Given records =
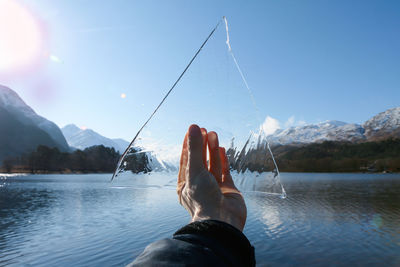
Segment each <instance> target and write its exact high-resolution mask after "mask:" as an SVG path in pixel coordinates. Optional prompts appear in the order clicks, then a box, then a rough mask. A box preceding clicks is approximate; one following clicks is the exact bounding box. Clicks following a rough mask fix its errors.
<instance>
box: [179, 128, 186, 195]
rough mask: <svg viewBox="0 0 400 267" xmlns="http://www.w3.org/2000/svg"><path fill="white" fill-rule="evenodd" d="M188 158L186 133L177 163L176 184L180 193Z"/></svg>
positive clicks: (185, 169)
mask: <svg viewBox="0 0 400 267" xmlns="http://www.w3.org/2000/svg"><path fill="white" fill-rule="evenodd" d="M188 158H189V155H188V133H186V135H185V138H184V140H183V145H182V153H181V160H180V163H179V173H178V185H177V191H178V194H179V193H180V190H181V188H182V186H183V184H184V183H185V172H186V169H187V163H188Z"/></svg>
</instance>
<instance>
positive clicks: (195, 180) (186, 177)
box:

Work to complete =
Once the pictures are set aside, output all of the data above verbatim.

Written answer =
Segment each <instance> target and write its exact high-resolution mask after "mask:" as an SVG path in pixel coordinates. Optional prompts appear in the order clicks, then a box, then a rough mask. A box preceding clicks is approximate; one following clicks is the exact bounding box. Clicks following a rough mask fix its errors.
<instance>
box: [179, 128, 186, 195]
rough mask: <svg viewBox="0 0 400 267" xmlns="http://www.w3.org/2000/svg"><path fill="white" fill-rule="evenodd" d="M188 158L186 133L177 163L176 184L180 193Z"/></svg>
positive clicks: (185, 169)
mask: <svg viewBox="0 0 400 267" xmlns="http://www.w3.org/2000/svg"><path fill="white" fill-rule="evenodd" d="M188 158H189V155H188V133H186V135H185V138H184V140H183V145H182V153H181V160H180V163H179V173H178V185H177V191H178V194H179V193H180V190H181V188H182V186H183V184H184V183H185V172H186V169H187V163H188Z"/></svg>
</instance>
<instance>
positive clicks: (195, 180) (186, 177)
box:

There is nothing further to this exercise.